::: Excerpted records

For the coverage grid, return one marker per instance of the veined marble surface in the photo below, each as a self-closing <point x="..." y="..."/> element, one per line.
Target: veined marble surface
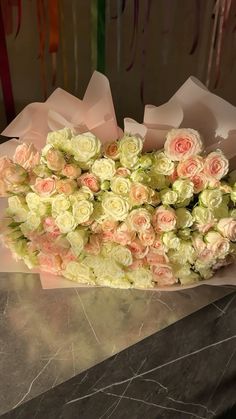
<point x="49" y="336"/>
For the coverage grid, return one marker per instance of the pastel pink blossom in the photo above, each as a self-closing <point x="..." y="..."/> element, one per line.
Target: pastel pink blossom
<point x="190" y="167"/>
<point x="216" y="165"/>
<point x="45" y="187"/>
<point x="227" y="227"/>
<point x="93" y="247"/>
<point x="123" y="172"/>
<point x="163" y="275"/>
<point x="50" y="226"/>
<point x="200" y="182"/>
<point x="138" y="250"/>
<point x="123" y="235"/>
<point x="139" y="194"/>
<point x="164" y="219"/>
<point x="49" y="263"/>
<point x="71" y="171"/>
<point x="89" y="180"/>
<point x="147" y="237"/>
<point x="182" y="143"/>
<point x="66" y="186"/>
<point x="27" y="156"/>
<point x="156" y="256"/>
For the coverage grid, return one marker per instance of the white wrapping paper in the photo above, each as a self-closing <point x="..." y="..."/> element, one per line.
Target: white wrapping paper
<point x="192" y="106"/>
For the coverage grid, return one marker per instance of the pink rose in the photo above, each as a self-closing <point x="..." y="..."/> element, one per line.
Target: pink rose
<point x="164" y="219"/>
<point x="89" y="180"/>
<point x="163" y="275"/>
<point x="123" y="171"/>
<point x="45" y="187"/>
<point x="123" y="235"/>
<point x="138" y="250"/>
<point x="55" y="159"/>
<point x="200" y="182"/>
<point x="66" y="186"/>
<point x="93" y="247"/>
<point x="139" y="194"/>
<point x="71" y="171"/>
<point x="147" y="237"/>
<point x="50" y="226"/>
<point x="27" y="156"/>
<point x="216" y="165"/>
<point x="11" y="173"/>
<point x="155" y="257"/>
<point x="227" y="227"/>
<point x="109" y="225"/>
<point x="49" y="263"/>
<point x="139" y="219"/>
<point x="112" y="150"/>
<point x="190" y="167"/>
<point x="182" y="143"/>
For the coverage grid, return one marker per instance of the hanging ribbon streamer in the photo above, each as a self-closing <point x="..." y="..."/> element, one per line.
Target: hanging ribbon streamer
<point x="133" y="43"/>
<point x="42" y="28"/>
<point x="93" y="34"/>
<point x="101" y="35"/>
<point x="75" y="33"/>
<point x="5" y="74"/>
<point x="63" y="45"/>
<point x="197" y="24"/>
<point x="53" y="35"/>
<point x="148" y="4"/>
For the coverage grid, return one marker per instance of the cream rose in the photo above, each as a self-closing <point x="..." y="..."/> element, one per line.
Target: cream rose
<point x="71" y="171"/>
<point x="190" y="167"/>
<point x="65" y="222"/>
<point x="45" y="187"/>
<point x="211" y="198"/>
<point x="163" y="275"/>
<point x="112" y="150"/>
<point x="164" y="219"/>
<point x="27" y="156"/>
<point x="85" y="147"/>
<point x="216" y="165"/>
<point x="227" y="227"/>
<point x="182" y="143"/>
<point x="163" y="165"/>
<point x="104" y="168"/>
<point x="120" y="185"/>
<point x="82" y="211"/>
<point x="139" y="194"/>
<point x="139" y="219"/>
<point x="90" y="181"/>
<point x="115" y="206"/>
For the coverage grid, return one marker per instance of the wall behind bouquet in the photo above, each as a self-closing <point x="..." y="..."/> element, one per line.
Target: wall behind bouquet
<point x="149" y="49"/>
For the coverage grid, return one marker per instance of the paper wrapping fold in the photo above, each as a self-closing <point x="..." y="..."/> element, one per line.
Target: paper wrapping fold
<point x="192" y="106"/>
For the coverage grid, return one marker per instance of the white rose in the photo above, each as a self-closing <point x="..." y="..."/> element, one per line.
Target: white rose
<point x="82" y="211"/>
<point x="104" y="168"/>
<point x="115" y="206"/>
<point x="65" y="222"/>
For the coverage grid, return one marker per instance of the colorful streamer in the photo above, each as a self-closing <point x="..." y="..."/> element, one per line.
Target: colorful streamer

::::::

## Goal
Can you put the lines above into a Markdown table with the columns Row and Line, numbering each row, skipping blank lines, and leaving the pictures out?

## Completed task
| Row | Line |
|---|---|
| 1 | For the coverage grid, return one marker per instance of the veined marble surface in the photo below, each as a self-closing <point x="..." y="..."/> element, one per line. |
| 2 | Target: veined marble surface |
| 3 | <point x="49" y="336"/> |
| 4 | For the coverage grid, return one marker per instance of the pastel pink blossom in the photo above, each as a self-closing <point x="..." y="..."/> element, one per line. |
| 5 | Target: pastel pink blossom |
| 6 | <point x="190" y="167"/> |
| 7 | <point x="216" y="165"/> |
| 8 | <point x="45" y="187"/> |
| 9 | <point x="227" y="227"/> |
| 10 | <point x="93" y="247"/> |
| 11 | <point x="123" y="172"/> |
| 12 | <point x="163" y="275"/> |
| 13 | <point x="50" y="226"/> |
| 14 | <point x="200" y="182"/> |
| 15 | <point x="138" y="250"/> |
| 16 | <point x="123" y="235"/> |
| 17 | <point x="139" y="194"/> |
| 18 | <point x="164" y="219"/> |
| 19 | <point x="49" y="263"/> |
| 20 | <point x="71" y="171"/> |
| 21 | <point x="89" y="180"/> |
| 22 | <point x="147" y="237"/> |
| 23 | <point x="182" y="143"/> |
| 24 | <point x="66" y="186"/> |
| 25 | <point x="27" y="156"/> |
| 26 | <point x="156" y="256"/> |
| 27 | For the coverage grid, return one marker per instance of the white wrapping paper in the photo above, each as a self-closing <point x="..." y="..."/> element, one per line. |
| 28 | Target: white wrapping paper |
| 29 | <point x="192" y="106"/> |
| 30 | For the coverage grid, return one marker per instance of the pink rose in the photo above, each as a self-closing <point x="..." y="..."/> element, one per line. |
| 31 | Target: pink rose |
| 32 | <point x="164" y="219"/> |
| 33 | <point x="89" y="180"/> |
| 34 | <point x="163" y="275"/> |
| 35 | <point x="123" y="171"/> |
| 36 | <point x="45" y="187"/> |
| 37 | <point x="123" y="235"/> |
| 38 | <point x="138" y="250"/> |
| 39 | <point x="55" y="159"/> |
| 40 | <point x="200" y="182"/> |
| 41 | <point x="66" y="186"/> |
| 42 | <point x="93" y="247"/> |
| 43 | <point x="139" y="194"/> |
| 44 | <point x="71" y="171"/> |
| 45 | <point x="147" y="237"/> |
| 46 | <point x="50" y="226"/> |
| 47 | <point x="27" y="156"/> |
| 48 | <point x="216" y="165"/> |
| 49 | <point x="11" y="173"/> |
| 50 | <point x="155" y="257"/> |
| 51 | <point x="227" y="227"/> |
| 52 | <point x="109" y="225"/> |
| 53 | <point x="49" y="263"/> |
| 54 | <point x="139" y="219"/> |
| 55 | <point x="112" y="150"/> |
| 56 | <point x="190" y="167"/> |
| 57 | <point x="182" y="143"/> |
| 58 | For the coverage grid, return one marker per instance of the hanging ribbon streamer in the photo above, each as a self-closing <point x="..." y="..."/> element, one per line. |
| 59 | Target: hanging ribbon streamer |
| 60 | <point x="133" y="43"/> |
| 61 | <point x="42" y="28"/> |
| 62 | <point x="93" y="34"/> |
| 63 | <point x="101" y="35"/> |
| 64 | <point x="75" y="33"/> |
| 65 | <point x="5" y="74"/> |
| 66 | <point x="63" y="45"/> |
| 67 | <point x="197" y="24"/> |
| 68 | <point x="53" y="35"/> |
| 69 | <point x="148" y="4"/> |
| 70 | For the coverage grid, return one marker per instance of the cream rose in the photo above, each as a self-closing <point x="..." y="..."/> element, one per line. |
| 71 | Target: cream rose |
| 72 | <point x="71" y="171"/> |
| 73 | <point x="190" y="167"/> |
| 74 | <point x="65" y="222"/> |
| 75 | <point x="45" y="187"/> |
| 76 | <point x="211" y="198"/> |
| 77 | <point x="163" y="275"/> |
| 78 | <point x="112" y="150"/> |
| 79 | <point x="164" y="219"/> |
| 80 | <point x="27" y="156"/> |
| 81 | <point x="85" y="147"/> |
| 82 | <point x="216" y="165"/> |
| 83 | <point x="227" y="227"/> |
| 84 | <point x="182" y="143"/> |
| 85 | <point x="163" y="165"/> |
| 86 | <point x="104" y="168"/> |
| 87 | <point x="120" y="185"/> |
| 88 | <point x="82" y="211"/> |
| 89 | <point x="139" y="194"/> |
| 90 | <point x="139" y="219"/> |
| 91 | <point x="90" y="181"/> |
| 92 | <point x="115" y="206"/> |
| 93 | For the coverage grid, return one marker per instance of the wall behind bouquet in the photo above, each as a self-closing <point x="..." y="..."/> element, one per line. |
| 94 | Target: wall behind bouquet |
| 95 | <point x="149" y="49"/> |
| 96 | For the coverage grid, return one marker per instance of the paper wrapping fold in the photo above, each as a self-closing <point x="..." y="..."/> element, one per line. |
| 97 | Target: paper wrapping fold |
| 98 | <point x="192" y="106"/> |
| 99 | For the coverage grid, return one marker per instance of the white rose in the photo above, each as a self-closing <point x="..." y="..."/> element, one per line. |
| 100 | Target: white rose |
| 101 | <point x="82" y="211"/> |
| 102 | <point x="104" y="168"/> |
| 103 | <point x="115" y="206"/> |
| 104 | <point x="65" y="222"/> |
| 105 | For the coverage grid, return one marker per instance of the colorful streamer in the photo above, each as a self-closing <point x="..." y="..."/> element, one per line. |
| 106 | Target: colorful streamer |